# [Text passage]
———

I have a large cunk of data, ~4 GB, that fits into host memory, but is too big for device shared memory. Basically I partitioned my space into z slices such that each stream input is about 3 kB. For each kernel, it will read 3 of these 3 kB streams and do computation and update one of the streams. This is how my code is manageing the memory. I want to know if this is the best way to do it or is their a better way of doing memory management.
__host__ void update(float3 **e_, float3 **h_, float3 *e_cur_d, float3 *e_cur_h, float3 *h_cur_d, float3 *h_cur_h, float3 *h_prev_d, float3 *h_prev_h){
int timestep = 0;
int max_timesteps = 10000;
int k;
int j;
int i;
for(timestep = 0; timestep < max_timesteps; timestep++){
h_[dim_z/2 ][(dim_x*dim_y)/2 ].x = 5.0;
for(k = 1; k < dim_z; k++){
for(i = 0; i < dim_x * dim_y; i++){
e_cur_h[i].x = e_[k][i].x;
e_cur_h[i].y = e_[k][i].y;
e_cur_h[i].z = e_[k][i].z;
h_cur_h[i].x = h_[k][i].x;
h_cur_h[i].y = h_[k][i].y;
h_cur_h[i].z = h_[k][i].z;
h_prev_h[i].x = h_[k-1][i].x;
h_prev_h[i].y = h_[k-1][i].y;
h_prev_h[i].z = h_[k-1][i].z;
}
cudaMemcpy((void*)e_cur_d, e_cur_h, dim_x*dim_y*sizeof(float3), cudaMemcpyHostToDevice);
cudaMemcpy((void*)h_cur_d, h_cur_h, dim_x*dim_y*sizeof(float3), cudaMemcpyHostToDevice);
cudaMemcpy((void*)h_prev_d, h_prev_h, dim_x*dim_y*sizeof(float3), cudaMemcpyHostToDevice);
eUpdateSlice<<<100,256>>>(e_cur_d, h_cur_d, h_prev_d, dim_x, dim_y,0,0);
}
cudaMemcpy((void*)e_cur_h, e_cur_d, dim_x*dim_y*sizeof(float3), cudaMemcpyDeviceToHost);
cudaMemcpyDeviceToDevice);
for(i = 0; i < 9; i++){
e_[k][i].x = e_cur_h[i].x;
e_[k][i].y = e_cur_h[i].y;
e_[k][i].z = e_cur_h[i].z;
}

———

# [Data shown]
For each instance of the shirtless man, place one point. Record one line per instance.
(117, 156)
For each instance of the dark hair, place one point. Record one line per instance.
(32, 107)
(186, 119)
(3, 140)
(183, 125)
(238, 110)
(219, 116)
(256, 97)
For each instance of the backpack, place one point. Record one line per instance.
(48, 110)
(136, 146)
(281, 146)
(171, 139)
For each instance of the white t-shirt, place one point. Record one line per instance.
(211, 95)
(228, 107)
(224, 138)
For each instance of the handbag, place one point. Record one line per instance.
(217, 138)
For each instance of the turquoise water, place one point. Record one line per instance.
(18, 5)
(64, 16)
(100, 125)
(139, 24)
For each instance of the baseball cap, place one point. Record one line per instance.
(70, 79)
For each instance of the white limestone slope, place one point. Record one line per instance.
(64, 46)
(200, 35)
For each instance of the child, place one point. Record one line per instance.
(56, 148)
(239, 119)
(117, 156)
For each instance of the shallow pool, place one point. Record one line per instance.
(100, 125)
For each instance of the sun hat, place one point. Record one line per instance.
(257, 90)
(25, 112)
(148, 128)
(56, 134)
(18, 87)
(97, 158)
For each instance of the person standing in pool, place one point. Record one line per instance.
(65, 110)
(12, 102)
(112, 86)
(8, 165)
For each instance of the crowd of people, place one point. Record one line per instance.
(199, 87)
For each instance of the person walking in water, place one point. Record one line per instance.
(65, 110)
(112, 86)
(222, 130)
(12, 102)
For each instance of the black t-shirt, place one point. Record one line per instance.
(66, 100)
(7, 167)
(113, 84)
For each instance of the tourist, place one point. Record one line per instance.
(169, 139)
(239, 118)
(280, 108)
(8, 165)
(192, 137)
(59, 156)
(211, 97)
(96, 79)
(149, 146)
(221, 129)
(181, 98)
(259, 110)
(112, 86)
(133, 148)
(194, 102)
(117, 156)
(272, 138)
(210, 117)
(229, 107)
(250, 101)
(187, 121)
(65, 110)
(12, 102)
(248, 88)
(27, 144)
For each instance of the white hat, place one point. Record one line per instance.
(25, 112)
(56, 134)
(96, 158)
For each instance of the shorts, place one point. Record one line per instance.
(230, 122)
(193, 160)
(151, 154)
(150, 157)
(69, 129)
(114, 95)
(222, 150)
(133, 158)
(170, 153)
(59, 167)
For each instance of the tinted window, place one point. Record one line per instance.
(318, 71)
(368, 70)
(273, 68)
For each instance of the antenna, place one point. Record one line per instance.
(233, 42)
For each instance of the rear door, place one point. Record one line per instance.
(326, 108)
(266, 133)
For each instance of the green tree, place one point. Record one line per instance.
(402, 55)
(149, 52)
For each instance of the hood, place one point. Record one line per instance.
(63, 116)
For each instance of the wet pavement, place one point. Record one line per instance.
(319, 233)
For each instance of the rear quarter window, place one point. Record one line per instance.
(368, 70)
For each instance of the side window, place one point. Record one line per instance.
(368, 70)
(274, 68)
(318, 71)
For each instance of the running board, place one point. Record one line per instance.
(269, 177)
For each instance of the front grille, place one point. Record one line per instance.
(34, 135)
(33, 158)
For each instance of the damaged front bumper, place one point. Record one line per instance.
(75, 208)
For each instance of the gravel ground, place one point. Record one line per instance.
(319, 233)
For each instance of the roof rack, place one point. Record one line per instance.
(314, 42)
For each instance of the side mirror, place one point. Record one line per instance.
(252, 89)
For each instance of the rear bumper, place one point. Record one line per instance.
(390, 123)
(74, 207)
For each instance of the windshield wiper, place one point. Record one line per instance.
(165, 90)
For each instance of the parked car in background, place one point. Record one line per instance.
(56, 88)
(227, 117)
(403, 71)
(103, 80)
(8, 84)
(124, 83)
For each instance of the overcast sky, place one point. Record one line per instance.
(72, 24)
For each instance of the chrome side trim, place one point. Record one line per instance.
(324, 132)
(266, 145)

———

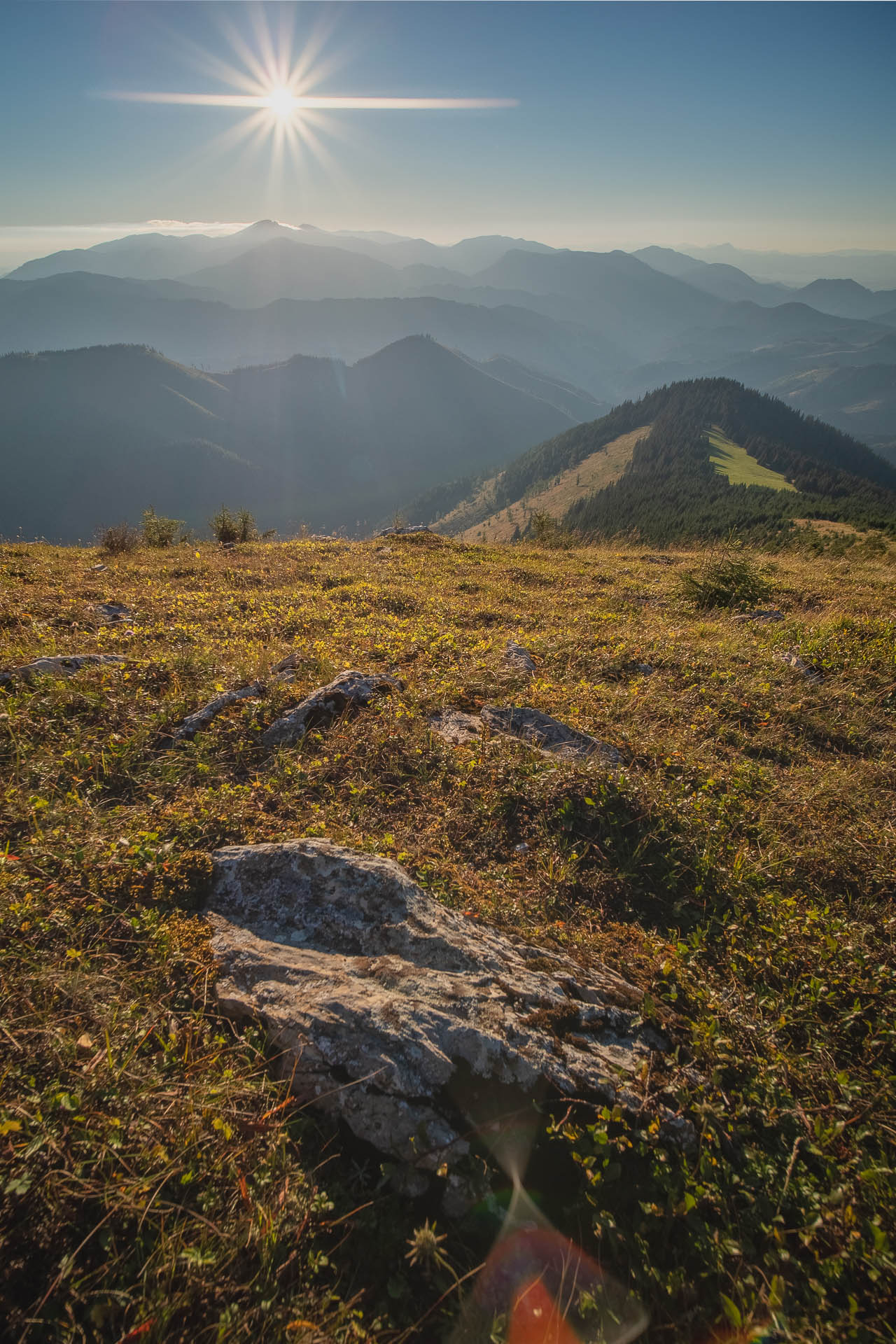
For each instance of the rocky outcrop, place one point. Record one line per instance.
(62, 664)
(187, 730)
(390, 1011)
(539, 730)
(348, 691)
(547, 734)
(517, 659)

———

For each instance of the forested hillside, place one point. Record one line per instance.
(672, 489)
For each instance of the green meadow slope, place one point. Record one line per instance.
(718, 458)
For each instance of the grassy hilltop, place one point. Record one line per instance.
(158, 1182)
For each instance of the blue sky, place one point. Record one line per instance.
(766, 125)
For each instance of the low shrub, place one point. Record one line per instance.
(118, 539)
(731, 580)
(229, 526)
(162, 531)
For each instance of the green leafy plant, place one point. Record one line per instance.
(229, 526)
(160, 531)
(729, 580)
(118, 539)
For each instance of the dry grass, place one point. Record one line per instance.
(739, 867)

———

# [Problems to work on]
1) Please copy the forum post word for word, starting at "I have a large" and ending at "doing memory management.".
2) Return every line of the records that contains the string "person". Case counts.

# [Responses by task]
1)
I have a large cunk of data, ~4 GB, that fits into host memory, but is too big for device shared memory. Basically I partitioned my space into z slices such that each stream input is about 3 kB. For each kernel, it will read 3 of these 3 kB streams and do computation and update one of the streams. This is how my code is manageing the memory. I want to know if this is the best way to do it or is their a better way of doing memory management.

2)
For each instance of the person standing in pool, place one point. Record one line per instance.
For each instance of the person walking in water, place one point. Record one line per instance.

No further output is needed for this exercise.